• [What is asked]: From the material below, pull out every line that contains the word "bank" and copy each one unchanged.

* * *

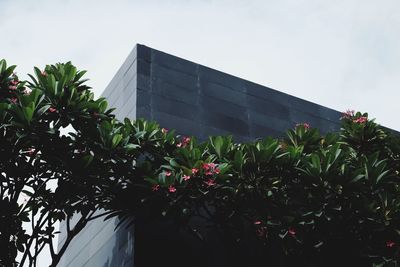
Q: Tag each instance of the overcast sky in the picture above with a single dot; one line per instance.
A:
(341, 54)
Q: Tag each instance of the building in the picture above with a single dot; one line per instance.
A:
(194, 100)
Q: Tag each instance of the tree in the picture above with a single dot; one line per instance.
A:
(309, 198)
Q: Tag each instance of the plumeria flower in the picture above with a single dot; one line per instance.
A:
(185, 141)
(304, 124)
(262, 231)
(210, 182)
(27, 91)
(348, 114)
(292, 231)
(14, 82)
(390, 244)
(360, 120)
(172, 189)
(210, 168)
(30, 151)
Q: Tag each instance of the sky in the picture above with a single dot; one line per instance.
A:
(340, 54)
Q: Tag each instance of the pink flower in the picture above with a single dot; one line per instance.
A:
(348, 114)
(262, 231)
(185, 141)
(27, 91)
(185, 177)
(360, 120)
(210, 182)
(292, 231)
(390, 244)
(14, 82)
(210, 168)
(304, 124)
(30, 151)
(172, 189)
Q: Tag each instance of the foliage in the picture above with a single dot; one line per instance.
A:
(308, 196)
(316, 198)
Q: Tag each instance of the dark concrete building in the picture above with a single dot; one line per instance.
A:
(194, 100)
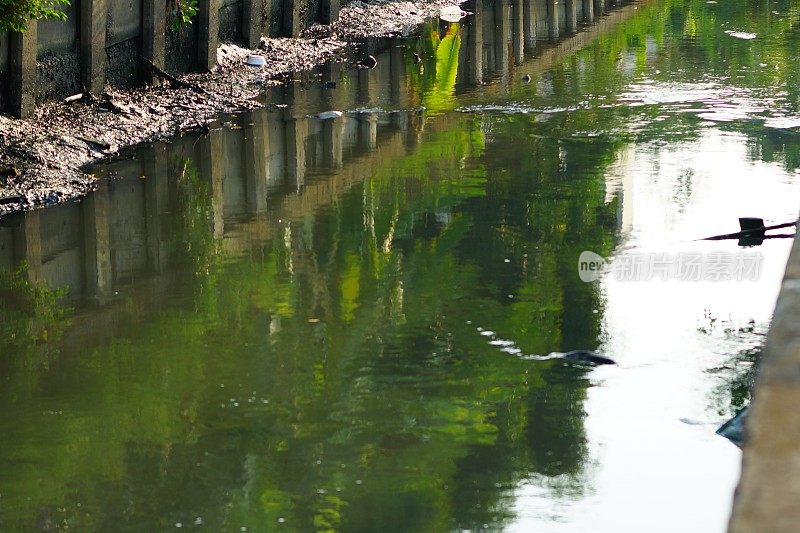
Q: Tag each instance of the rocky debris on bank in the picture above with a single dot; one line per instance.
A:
(42, 159)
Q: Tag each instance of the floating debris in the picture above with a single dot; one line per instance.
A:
(327, 115)
(452, 14)
(256, 61)
(741, 34)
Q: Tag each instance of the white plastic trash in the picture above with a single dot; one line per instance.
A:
(256, 61)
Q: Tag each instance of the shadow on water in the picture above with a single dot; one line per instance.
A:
(282, 322)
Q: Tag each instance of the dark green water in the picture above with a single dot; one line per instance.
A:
(328, 325)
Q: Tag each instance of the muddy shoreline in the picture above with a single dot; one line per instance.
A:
(44, 159)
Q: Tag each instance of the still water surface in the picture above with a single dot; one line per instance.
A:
(301, 324)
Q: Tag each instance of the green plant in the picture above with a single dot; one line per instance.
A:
(182, 12)
(15, 14)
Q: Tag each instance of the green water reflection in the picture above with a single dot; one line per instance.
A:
(279, 325)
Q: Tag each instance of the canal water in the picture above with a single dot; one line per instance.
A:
(333, 323)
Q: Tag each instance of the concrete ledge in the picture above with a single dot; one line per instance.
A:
(768, 496)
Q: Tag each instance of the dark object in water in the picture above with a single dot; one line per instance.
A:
(733, 429)
(368, 62)
(753, 230)
(585, 356)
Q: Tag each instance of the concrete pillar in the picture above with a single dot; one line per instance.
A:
(296, 132)
(501, 35)
(475, 43)
(97, 244)
(332, 133)
(209, 157)
(256, 167)
(29, 245)
(22, 71)
(251, 23)
(588, 10)
(156, 202)
(366, 86)
(368, 131)
(207, 34)
(93, 44)
(599, 7)
(518, 32)
(552, 20)
(329, 11)
(529, 24)
(291, 18)
(572, 16)
(396, 70)
(154, 21)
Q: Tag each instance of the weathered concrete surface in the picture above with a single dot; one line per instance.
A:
(768, 496)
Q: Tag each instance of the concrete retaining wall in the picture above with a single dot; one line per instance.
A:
(767, 496)
(101, 40)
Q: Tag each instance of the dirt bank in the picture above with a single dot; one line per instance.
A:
(42, 159)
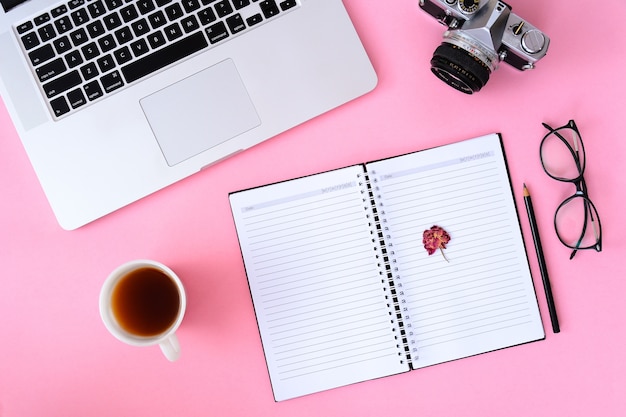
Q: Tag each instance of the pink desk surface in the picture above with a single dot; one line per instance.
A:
(57, 358)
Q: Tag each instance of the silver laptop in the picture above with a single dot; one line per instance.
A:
(116, 99)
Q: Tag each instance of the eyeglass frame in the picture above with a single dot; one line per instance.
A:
(580, 184)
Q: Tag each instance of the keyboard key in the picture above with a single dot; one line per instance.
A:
(145, 6)
(62, 84)
(96, 9)
(75, 3)
(112, 21)
(288, 4)
(63, 24)
(112, 81)
(41, 55)
(46, 32)
(79, 37)
(174, 11)
(156, 39)
(123, 35)
(25, 27)
(113, 4)
(254, 19)
(217, 32)
(223, 8)
(93, 90)
(173, 31)
(90, 51)
(30, 40)
(95, 29)
(164, 57)
(58, 11)
(191, 5)
(73, 59)
(206, 16)
(51, 70)
(41, 19)
(139, 47)
(235, 23)
(190, 23)
(106, 63)
(59, 106)
(107, 43)
(122, 55)
(269, 8)
(62, 45)
(140, 27)
(129, 13)
(76, 98)
(80, 17)
(157, 19)
(89, 71)
(240, 4)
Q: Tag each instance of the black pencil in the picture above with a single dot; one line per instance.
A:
(542, 262)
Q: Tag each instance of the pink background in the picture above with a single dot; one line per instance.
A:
(57, 358)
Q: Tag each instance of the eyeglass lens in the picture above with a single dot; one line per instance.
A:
(563, 155)
(563, 158)
(576, 223)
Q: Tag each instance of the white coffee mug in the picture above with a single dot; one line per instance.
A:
(142, 303)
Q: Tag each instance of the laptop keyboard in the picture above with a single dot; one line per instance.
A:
(84, 50)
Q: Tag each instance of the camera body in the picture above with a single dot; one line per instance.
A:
(480, 35)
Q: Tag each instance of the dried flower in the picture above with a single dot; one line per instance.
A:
(435, 238)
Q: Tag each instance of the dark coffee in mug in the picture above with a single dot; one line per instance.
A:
(145, 302)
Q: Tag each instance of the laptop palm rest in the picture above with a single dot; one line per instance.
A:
(200, 112)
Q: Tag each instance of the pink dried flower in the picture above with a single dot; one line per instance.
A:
(435, 238)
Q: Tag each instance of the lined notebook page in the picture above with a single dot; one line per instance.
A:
(316, 284)
(483, 298)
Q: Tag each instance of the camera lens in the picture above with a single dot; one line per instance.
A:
(459, 69)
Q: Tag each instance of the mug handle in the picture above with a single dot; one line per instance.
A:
(171, 348)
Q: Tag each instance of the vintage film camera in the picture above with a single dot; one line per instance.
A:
(480, 34)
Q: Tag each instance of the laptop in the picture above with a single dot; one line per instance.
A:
(116, 99)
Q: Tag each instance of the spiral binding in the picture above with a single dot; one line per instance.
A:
(385, 265)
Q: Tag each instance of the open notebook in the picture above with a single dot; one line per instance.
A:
(343, 288)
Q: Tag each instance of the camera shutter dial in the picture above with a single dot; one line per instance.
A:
(469, 6)
(533, 41)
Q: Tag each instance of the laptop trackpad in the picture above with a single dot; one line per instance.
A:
(200, 112)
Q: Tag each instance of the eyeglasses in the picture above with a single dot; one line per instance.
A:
(576, 219)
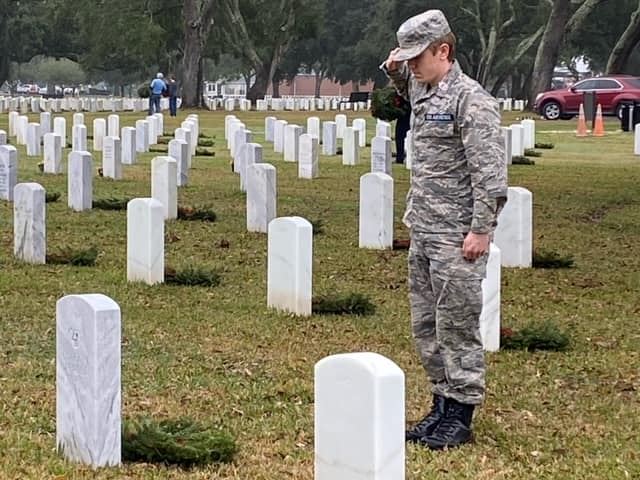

* * *

• [Written answer]:
Q: Tag each instance of the rocky debris on bank in the picture above with a single dot; one line per instance.
Q: Tag each instance of the dirt bank in the picture above with a single dot; one line per instance.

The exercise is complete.